» TEXT PASSAGE
══════════

Anzetse Were stated in an article in The Business Daily that "In Kenya, accumulating wealth has become the life goal of many citizens. So ingrained is this notion that it no longer matters whether one has beaten, robbed or stolen one's way into wealth. As long as one is wealthy, respect, power and access to opportunities often follow. The obsession with wealth fuels corruption at both the macro- and micro-level because individuals want to save money or make money by dabbling in what is essentially immoral and/or illegal behaviour."
I shared the link to the article with a friend Wesley Asubwa and this was his response – "Wealth accumulation by any means is the capitalist way. Profit is king. For someone to win big, some poor people need to get the shaft somewhere. What we have are just iterations of robber barons who are somewhat less sophisticated than the Rockefellers and Carnergies of the late nineteenth century, what we call grabbers, monopolists and tenderpreneurs in local lingo."
The word corruption is very topical at the moment. In Kenya, we are tracking the EACC list of shame while globally the headlines are all about FIFA and a myriad of scandals at the football governing body.

══════════

» GIVEN PROBLEM 1
In the passage on wealth and corruption in Kenya, what list does the writer say Kenyans are tracking?
» GIVEN PROBLEM 2
Transcribe the passage on wealth and corruption in Kenya, beginning at the words "I shared the" and stopping after the words "football governing body.".
» GIVEN PROBLEM 3
Write the next part of the passage on wealth and corruption in Kenya, picking up after its final sentence.

» DATA LISTING
══════════

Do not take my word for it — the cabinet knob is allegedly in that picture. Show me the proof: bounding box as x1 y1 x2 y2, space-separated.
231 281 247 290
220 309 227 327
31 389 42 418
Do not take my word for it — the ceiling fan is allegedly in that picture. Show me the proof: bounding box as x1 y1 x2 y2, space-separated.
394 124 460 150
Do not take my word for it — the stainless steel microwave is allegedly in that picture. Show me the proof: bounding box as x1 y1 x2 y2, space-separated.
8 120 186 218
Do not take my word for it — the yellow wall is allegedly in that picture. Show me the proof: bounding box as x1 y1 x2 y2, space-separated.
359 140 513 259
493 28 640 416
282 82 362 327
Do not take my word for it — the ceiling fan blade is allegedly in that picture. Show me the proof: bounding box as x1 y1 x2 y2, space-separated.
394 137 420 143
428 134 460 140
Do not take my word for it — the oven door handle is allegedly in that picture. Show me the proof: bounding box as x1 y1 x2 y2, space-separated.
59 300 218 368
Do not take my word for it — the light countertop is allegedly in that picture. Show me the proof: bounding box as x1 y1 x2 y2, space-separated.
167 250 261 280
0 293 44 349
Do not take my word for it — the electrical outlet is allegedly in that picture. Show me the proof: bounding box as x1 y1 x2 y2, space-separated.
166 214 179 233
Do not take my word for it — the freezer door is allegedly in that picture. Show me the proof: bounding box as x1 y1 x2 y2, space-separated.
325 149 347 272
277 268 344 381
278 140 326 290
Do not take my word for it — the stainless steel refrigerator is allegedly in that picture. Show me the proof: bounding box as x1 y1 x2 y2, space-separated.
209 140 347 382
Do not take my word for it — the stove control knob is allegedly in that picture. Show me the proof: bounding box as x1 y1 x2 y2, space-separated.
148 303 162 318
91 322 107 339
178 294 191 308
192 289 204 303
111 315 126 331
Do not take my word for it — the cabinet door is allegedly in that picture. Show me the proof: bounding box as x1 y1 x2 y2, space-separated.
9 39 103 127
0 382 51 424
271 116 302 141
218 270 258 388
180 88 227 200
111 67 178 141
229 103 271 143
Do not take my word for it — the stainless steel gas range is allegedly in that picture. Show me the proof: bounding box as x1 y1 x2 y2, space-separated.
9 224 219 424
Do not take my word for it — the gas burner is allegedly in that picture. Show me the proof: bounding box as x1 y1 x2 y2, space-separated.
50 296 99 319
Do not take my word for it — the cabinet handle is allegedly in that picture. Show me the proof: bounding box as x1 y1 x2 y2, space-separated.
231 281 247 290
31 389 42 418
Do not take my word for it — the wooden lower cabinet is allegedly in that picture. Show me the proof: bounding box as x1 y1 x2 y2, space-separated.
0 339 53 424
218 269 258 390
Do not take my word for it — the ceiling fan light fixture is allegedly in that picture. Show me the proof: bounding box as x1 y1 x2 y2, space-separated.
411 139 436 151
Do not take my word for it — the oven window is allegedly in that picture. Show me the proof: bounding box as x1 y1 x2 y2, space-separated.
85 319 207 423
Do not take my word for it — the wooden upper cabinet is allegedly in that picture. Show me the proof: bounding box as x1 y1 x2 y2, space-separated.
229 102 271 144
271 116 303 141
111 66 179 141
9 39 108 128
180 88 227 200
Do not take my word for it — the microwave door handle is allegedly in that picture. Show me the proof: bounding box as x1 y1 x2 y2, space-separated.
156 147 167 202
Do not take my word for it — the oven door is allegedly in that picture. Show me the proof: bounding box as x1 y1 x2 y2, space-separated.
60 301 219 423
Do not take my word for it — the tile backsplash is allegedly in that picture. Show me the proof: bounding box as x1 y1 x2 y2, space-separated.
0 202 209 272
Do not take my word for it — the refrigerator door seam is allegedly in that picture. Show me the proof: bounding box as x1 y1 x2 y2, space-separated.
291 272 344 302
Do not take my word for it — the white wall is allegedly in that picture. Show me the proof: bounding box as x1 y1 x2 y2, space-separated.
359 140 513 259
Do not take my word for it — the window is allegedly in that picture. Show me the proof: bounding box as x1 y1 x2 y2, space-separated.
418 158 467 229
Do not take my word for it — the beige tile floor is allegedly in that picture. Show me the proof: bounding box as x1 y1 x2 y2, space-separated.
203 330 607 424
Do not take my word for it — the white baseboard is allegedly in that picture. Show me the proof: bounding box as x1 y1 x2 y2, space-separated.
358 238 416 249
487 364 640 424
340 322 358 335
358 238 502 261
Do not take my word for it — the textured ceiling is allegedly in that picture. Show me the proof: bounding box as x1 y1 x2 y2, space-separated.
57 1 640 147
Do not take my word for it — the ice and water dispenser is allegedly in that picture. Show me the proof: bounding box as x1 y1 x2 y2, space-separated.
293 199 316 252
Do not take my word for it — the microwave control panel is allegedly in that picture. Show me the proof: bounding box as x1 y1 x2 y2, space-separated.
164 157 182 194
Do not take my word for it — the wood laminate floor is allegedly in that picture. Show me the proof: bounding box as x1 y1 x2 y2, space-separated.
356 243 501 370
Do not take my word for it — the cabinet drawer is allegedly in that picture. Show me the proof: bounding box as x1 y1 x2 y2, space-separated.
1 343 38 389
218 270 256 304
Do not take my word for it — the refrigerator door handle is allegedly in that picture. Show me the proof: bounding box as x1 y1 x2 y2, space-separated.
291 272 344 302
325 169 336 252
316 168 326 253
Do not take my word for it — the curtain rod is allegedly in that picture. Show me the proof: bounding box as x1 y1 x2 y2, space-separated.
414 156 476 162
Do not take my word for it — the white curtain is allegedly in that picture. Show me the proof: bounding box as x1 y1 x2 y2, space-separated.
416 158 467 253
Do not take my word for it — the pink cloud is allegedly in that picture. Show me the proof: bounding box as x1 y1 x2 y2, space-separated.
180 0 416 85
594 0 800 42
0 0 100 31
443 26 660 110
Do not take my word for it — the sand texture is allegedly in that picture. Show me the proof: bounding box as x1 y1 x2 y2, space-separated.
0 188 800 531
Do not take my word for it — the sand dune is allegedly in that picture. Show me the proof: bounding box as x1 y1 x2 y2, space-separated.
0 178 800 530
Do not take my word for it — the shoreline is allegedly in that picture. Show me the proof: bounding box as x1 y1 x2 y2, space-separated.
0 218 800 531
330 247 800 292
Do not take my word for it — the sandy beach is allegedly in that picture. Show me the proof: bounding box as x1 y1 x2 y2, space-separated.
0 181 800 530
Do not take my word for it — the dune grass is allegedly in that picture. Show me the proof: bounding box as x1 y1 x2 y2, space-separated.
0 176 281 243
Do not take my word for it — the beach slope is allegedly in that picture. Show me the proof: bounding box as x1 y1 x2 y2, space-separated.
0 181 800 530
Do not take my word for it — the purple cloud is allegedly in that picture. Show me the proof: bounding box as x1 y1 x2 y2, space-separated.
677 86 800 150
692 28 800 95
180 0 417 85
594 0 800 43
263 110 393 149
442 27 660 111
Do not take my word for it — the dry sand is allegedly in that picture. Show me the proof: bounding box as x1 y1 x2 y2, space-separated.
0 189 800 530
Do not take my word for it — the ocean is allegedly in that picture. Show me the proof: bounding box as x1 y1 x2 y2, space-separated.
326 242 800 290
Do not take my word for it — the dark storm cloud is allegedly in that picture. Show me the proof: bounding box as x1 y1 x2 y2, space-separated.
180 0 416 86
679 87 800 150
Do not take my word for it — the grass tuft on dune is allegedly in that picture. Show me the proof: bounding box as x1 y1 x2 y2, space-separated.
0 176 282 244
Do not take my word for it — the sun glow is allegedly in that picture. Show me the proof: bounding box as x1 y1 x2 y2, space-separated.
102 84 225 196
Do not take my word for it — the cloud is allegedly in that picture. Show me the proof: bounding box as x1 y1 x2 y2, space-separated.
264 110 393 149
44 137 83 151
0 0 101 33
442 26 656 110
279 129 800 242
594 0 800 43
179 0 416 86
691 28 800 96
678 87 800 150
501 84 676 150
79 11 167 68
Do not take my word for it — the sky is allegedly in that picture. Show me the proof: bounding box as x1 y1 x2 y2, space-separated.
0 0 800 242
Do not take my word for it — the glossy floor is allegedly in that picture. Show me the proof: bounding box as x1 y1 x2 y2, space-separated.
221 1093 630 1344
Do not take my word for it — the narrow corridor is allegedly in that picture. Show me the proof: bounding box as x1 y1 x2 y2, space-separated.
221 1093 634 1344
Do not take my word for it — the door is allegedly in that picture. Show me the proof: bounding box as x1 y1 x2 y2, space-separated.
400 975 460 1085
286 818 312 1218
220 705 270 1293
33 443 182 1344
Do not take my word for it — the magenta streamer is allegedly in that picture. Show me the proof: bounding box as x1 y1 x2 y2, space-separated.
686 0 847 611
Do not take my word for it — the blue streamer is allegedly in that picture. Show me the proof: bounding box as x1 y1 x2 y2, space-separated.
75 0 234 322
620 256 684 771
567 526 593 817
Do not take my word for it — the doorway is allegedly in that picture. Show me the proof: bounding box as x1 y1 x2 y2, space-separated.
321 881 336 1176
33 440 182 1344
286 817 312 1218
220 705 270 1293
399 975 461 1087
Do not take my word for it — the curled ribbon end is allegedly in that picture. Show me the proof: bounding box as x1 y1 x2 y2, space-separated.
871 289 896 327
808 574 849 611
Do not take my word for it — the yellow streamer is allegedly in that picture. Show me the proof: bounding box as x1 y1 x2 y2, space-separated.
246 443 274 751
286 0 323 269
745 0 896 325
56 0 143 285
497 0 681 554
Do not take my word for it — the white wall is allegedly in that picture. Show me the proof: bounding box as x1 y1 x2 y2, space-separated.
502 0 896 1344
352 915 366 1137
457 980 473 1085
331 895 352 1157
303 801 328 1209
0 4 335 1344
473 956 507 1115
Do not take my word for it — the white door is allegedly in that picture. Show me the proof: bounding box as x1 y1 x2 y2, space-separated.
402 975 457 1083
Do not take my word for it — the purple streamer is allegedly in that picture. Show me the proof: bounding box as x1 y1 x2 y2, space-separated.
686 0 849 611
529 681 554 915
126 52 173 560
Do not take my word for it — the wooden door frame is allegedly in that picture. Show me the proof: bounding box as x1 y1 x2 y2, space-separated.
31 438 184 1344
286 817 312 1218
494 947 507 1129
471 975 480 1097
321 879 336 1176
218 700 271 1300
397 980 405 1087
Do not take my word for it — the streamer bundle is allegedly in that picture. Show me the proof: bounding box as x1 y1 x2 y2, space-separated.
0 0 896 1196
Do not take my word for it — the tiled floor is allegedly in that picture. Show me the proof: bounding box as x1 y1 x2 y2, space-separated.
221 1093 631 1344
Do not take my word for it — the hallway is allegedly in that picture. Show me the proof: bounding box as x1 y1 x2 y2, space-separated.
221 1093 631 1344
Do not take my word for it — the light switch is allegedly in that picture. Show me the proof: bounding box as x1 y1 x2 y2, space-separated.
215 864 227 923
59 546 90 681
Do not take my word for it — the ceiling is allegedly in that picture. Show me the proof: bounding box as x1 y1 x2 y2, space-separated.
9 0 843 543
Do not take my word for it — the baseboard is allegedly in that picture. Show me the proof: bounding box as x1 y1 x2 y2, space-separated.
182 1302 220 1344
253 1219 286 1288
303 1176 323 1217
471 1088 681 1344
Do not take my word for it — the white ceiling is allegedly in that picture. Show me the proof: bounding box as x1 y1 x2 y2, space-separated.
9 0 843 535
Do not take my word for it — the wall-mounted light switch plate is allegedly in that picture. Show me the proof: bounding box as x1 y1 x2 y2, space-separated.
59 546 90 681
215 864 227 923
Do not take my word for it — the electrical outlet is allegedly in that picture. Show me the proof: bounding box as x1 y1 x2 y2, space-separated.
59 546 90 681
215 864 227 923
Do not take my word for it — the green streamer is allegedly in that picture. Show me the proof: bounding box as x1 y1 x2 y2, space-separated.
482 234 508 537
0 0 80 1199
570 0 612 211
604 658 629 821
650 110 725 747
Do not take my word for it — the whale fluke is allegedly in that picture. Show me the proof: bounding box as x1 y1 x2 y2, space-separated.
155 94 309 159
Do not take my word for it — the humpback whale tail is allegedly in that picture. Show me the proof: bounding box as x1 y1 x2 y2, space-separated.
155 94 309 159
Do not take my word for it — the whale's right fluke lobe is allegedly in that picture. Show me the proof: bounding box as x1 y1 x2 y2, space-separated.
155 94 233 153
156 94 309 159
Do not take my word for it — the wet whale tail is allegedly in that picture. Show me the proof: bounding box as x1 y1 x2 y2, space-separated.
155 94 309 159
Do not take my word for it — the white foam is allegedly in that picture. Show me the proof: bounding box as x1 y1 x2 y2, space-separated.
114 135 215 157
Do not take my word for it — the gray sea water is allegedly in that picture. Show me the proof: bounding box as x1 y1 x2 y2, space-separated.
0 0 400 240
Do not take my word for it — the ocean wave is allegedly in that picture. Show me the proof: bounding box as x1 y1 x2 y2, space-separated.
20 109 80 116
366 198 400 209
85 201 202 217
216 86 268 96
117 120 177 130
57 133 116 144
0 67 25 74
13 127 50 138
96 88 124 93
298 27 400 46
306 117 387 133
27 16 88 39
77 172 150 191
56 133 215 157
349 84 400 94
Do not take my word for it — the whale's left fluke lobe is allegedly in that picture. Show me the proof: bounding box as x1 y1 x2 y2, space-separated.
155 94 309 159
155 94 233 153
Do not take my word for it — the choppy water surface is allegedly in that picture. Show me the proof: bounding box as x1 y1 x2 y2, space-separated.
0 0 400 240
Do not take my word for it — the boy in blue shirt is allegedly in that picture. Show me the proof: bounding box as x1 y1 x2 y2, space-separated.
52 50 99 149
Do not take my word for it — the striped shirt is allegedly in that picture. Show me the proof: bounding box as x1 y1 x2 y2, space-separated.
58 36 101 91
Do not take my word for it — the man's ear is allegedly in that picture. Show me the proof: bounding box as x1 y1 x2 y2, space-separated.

══════════

» EXERCISE ANSWER 1
The EACC list of shame.

» EXERCISE ANSWER 2
I shared the link to the article with a friend Wesley Asubwa and this was his response – "Wealth accumulation by any means is the capitalist way. Profit is king. For someone to win big, some poor people need to get the shaft somewhere. What we have are just iterations of robber barons who are somewhat less sophisticated than the Rockefellers and Carnergies of the late nineteenth century, what we call grabbers, monopolists and tenderpreneurs in local lingo."
The word corruption is very topical at the moment. In Kenya, we are tracking the EACC list of shame while globally the headlines are all about FIFA and a myriad of scandals at the football governing body.

» EXERCISE ANSWER 3
What is corruption? Transparency International defines the term as "the abuse of entrusted power for private gain". Typically this involves bribery which the Oxford dictionary defines as "to dishonestly persuade someone to act in one's favour by a gift of money or other inducement". If we stick to definitions, there appears to be a very thin line between what is corrupt and what isn't.
In the private sector, it is common for employees with the decision making power to award contracts to companies with whom they have an arrangement to receive a hidden kick-back. Corrupt practice? Of-course. But how different is this from a scenario where the client companies' salespeople wine and dine the decision-makers or treat them to a round of golf or send them a bunch of branded gifts at Christmas time?
In the public sector, the main accusation of those facing corruption charges is that they have accepted inducement to award companies tenders to render services required by the government. That is corruption in black and white. But when the ruling coalition dishes out plum jobs those who contributed towards its campaign, either in monetary terms or through political capital, this is accepted as perfectly normal.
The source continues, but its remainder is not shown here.